**Given records**.
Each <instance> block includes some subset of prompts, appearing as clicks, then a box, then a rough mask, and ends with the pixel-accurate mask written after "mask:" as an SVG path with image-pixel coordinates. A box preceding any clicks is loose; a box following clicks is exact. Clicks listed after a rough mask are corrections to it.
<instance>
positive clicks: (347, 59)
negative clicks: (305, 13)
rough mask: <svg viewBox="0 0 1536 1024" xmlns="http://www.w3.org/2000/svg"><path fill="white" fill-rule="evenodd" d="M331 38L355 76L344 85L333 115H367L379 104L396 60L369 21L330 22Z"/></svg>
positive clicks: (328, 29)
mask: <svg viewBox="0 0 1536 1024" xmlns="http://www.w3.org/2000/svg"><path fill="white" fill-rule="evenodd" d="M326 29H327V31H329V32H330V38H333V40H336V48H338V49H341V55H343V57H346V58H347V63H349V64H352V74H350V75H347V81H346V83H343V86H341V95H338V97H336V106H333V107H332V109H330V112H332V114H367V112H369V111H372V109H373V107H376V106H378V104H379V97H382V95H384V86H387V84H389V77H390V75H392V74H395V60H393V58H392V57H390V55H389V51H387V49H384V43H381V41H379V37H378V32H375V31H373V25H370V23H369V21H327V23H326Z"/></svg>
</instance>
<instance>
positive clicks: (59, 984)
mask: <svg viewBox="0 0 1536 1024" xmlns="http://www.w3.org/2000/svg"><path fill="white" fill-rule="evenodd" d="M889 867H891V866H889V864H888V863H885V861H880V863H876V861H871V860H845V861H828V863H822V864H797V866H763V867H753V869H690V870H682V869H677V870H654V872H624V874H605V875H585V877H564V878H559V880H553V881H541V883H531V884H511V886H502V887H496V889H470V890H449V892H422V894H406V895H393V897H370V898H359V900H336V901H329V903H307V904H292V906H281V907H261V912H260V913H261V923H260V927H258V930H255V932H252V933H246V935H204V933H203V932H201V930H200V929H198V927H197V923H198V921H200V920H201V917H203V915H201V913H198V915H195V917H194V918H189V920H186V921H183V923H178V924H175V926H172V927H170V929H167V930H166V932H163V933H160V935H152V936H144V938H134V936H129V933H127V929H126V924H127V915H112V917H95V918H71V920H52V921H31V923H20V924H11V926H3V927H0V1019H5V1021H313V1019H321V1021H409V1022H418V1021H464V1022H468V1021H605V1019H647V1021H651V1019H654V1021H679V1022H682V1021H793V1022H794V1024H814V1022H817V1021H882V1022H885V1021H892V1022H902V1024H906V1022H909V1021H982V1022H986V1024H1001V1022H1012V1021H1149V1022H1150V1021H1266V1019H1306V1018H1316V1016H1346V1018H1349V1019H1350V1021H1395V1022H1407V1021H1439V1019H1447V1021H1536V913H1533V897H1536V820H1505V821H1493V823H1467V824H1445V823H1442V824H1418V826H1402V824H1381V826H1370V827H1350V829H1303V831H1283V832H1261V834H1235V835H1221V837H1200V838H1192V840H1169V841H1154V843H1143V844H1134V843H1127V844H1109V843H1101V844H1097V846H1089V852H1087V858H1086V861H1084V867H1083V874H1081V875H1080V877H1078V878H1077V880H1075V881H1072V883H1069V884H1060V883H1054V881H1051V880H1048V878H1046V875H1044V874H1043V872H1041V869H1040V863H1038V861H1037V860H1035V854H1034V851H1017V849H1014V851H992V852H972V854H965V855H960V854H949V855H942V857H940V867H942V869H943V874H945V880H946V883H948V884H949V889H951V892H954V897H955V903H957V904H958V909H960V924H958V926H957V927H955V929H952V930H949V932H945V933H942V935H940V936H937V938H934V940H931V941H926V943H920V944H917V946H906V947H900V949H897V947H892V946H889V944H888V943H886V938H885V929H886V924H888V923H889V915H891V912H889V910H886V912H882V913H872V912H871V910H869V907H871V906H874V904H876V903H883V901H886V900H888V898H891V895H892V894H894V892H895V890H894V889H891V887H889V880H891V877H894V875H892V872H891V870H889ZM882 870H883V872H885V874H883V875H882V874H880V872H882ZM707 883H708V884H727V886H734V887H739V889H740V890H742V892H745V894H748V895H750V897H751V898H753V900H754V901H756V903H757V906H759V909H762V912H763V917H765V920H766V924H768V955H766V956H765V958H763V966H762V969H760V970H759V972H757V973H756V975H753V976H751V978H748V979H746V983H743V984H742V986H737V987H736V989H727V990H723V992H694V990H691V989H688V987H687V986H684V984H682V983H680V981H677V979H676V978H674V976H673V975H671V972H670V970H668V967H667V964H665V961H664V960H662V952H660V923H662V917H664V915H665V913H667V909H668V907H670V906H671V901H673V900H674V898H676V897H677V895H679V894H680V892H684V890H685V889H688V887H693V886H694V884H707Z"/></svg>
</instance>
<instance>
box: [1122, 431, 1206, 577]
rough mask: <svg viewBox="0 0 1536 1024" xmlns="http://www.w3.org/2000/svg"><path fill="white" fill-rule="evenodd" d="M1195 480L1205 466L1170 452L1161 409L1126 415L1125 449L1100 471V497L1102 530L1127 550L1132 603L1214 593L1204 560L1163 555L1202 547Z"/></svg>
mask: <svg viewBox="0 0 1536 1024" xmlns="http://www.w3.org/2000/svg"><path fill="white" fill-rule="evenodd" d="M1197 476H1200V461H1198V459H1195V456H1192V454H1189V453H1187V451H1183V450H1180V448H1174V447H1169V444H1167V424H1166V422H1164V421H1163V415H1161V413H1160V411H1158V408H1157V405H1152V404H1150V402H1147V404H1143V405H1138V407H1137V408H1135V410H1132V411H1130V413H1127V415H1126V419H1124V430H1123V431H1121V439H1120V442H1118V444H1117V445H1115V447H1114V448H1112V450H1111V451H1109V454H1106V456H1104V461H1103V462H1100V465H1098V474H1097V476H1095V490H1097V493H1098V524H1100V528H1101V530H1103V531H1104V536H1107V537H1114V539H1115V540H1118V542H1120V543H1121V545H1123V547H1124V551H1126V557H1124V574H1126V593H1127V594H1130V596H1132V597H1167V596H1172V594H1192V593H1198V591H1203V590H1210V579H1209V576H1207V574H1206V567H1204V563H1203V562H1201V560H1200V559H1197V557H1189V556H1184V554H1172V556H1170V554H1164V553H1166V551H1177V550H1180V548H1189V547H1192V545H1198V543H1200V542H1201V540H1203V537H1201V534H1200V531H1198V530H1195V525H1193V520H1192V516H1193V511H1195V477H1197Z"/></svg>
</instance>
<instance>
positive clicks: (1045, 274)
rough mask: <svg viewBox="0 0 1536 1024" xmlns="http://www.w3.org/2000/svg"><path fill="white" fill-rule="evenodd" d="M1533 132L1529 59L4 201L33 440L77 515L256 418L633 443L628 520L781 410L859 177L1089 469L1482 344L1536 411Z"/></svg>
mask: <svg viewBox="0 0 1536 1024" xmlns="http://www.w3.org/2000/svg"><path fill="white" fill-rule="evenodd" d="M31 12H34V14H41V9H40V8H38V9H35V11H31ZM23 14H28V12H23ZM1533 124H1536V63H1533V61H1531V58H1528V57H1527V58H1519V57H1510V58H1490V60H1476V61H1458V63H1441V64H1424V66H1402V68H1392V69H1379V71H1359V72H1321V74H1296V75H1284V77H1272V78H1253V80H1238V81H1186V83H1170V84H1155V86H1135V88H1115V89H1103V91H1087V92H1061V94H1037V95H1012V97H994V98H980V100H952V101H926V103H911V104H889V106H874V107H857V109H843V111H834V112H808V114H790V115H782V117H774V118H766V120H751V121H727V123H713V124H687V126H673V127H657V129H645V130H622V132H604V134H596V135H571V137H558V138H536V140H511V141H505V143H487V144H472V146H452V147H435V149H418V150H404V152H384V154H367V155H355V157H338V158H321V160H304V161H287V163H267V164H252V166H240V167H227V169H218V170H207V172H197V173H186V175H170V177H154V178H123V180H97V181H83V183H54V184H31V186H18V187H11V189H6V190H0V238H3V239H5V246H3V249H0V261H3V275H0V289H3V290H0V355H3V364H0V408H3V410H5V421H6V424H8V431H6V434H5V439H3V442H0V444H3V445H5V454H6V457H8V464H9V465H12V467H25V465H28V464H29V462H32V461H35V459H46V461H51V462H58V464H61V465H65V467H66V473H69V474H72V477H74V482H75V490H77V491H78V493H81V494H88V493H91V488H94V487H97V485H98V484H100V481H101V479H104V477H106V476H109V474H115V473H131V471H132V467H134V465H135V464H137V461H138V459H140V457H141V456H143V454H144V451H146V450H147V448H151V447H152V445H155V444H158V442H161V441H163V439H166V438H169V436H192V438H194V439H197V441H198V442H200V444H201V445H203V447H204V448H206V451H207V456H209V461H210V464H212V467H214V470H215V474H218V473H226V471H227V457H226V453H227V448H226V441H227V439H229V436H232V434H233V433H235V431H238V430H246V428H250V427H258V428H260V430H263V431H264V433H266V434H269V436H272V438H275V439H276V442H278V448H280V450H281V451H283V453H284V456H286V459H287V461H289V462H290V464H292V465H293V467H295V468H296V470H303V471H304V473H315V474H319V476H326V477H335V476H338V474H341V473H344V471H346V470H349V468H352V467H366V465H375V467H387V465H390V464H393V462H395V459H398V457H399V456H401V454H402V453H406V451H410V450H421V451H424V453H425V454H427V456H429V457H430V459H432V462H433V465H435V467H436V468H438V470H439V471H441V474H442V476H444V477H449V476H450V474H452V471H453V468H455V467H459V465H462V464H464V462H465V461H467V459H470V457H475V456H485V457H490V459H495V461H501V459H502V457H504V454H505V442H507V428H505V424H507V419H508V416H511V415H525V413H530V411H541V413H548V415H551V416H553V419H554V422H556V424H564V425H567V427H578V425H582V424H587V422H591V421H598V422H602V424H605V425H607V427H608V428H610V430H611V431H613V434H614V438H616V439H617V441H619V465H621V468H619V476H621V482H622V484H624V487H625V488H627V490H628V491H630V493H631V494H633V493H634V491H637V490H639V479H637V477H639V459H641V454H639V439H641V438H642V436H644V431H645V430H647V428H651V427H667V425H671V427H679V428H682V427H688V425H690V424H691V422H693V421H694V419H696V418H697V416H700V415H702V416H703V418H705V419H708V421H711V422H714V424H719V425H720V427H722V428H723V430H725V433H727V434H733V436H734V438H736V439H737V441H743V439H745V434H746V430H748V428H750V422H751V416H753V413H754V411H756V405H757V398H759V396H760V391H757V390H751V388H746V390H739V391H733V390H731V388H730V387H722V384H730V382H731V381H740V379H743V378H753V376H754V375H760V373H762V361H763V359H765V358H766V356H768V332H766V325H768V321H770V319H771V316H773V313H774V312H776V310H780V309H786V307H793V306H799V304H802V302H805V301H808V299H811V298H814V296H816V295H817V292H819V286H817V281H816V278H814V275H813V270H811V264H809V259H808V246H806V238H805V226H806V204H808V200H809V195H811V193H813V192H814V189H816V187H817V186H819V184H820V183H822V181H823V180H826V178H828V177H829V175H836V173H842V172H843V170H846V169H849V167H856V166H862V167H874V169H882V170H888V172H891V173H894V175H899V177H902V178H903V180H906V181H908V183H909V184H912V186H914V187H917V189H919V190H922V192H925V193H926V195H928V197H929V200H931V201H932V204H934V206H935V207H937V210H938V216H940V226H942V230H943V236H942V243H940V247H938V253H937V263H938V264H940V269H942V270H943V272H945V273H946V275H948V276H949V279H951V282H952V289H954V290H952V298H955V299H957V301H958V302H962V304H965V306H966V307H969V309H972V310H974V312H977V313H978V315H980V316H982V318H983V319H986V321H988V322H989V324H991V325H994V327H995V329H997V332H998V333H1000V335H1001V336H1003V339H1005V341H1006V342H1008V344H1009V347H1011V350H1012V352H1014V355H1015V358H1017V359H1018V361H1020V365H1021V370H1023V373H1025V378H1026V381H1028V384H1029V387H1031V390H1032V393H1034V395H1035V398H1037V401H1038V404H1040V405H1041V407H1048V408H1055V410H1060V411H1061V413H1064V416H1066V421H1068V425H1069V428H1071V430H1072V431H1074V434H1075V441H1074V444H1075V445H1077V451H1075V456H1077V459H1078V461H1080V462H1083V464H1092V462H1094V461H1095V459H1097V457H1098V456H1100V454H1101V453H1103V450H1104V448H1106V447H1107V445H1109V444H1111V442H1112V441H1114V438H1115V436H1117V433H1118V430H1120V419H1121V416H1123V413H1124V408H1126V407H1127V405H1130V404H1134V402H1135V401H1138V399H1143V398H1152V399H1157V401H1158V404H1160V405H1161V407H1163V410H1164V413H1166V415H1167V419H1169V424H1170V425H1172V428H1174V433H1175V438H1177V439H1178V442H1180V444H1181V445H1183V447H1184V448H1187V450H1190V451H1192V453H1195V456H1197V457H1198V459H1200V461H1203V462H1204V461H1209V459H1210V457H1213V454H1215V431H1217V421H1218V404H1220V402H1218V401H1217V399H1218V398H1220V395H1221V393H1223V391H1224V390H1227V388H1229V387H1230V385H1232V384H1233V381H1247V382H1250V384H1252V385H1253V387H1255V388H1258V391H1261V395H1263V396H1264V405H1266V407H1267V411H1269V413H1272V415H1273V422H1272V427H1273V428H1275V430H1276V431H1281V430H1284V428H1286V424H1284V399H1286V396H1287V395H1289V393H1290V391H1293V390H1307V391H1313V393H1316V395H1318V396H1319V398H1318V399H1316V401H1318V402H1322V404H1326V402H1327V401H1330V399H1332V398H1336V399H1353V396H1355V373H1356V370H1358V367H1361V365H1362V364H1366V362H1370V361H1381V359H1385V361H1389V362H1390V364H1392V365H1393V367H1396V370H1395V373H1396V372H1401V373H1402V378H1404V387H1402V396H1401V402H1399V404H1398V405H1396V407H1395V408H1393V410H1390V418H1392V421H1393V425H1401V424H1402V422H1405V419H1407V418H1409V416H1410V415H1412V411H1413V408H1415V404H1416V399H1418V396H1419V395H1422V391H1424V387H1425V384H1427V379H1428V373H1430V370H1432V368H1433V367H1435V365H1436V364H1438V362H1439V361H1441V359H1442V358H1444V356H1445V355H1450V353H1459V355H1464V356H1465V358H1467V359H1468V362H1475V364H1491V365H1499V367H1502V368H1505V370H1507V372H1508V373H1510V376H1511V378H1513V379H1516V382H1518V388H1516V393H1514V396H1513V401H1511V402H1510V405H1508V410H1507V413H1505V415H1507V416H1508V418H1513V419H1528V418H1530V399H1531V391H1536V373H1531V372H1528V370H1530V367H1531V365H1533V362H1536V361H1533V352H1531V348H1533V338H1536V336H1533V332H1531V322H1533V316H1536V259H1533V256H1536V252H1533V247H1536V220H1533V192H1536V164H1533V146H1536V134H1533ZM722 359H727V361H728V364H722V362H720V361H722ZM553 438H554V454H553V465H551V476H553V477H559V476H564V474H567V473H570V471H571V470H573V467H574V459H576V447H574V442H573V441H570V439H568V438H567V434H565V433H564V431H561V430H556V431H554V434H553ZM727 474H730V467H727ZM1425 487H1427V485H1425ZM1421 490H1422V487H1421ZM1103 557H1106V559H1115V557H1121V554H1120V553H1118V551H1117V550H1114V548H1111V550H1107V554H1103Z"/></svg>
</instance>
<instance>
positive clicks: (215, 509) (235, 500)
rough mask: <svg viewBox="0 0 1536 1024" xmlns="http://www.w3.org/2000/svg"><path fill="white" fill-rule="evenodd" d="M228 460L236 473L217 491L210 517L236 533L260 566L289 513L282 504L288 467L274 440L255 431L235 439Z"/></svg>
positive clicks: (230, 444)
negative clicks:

**What this task involves**. In the records, how many lines have the word "negative" in them? Only the number is needed.

**Result**. 2